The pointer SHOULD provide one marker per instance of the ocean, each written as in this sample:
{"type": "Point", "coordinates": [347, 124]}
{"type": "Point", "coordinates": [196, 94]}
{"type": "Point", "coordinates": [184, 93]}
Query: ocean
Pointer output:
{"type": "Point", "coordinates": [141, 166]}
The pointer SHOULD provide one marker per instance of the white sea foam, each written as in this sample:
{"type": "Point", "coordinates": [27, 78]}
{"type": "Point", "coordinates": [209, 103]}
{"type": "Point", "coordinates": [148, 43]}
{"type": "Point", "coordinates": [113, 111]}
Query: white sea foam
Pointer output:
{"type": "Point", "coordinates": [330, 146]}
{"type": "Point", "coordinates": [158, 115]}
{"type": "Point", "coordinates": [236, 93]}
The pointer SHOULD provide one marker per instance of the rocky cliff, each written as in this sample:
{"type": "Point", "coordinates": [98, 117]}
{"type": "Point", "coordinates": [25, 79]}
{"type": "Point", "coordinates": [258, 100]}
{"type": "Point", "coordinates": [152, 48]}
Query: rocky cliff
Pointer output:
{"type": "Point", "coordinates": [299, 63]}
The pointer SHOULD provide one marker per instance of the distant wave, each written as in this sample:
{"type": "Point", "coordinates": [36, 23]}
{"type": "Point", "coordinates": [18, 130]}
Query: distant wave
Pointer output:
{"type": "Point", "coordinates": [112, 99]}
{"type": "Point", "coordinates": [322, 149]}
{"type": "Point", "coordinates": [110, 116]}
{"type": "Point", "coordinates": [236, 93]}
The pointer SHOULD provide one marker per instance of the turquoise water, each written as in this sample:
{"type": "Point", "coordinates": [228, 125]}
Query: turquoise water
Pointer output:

__________

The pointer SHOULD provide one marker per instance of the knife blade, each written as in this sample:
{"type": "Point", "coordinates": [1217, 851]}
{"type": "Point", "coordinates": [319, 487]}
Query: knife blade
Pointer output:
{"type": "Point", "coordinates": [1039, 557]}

__________

◆ What the task requires: The answer must be every line of the records above that holds the word "water".

◆ Response to the task:
The pointer SHOULD provide one marker per instance of the turquoise water, each written as in this sample:
Query: turquoise water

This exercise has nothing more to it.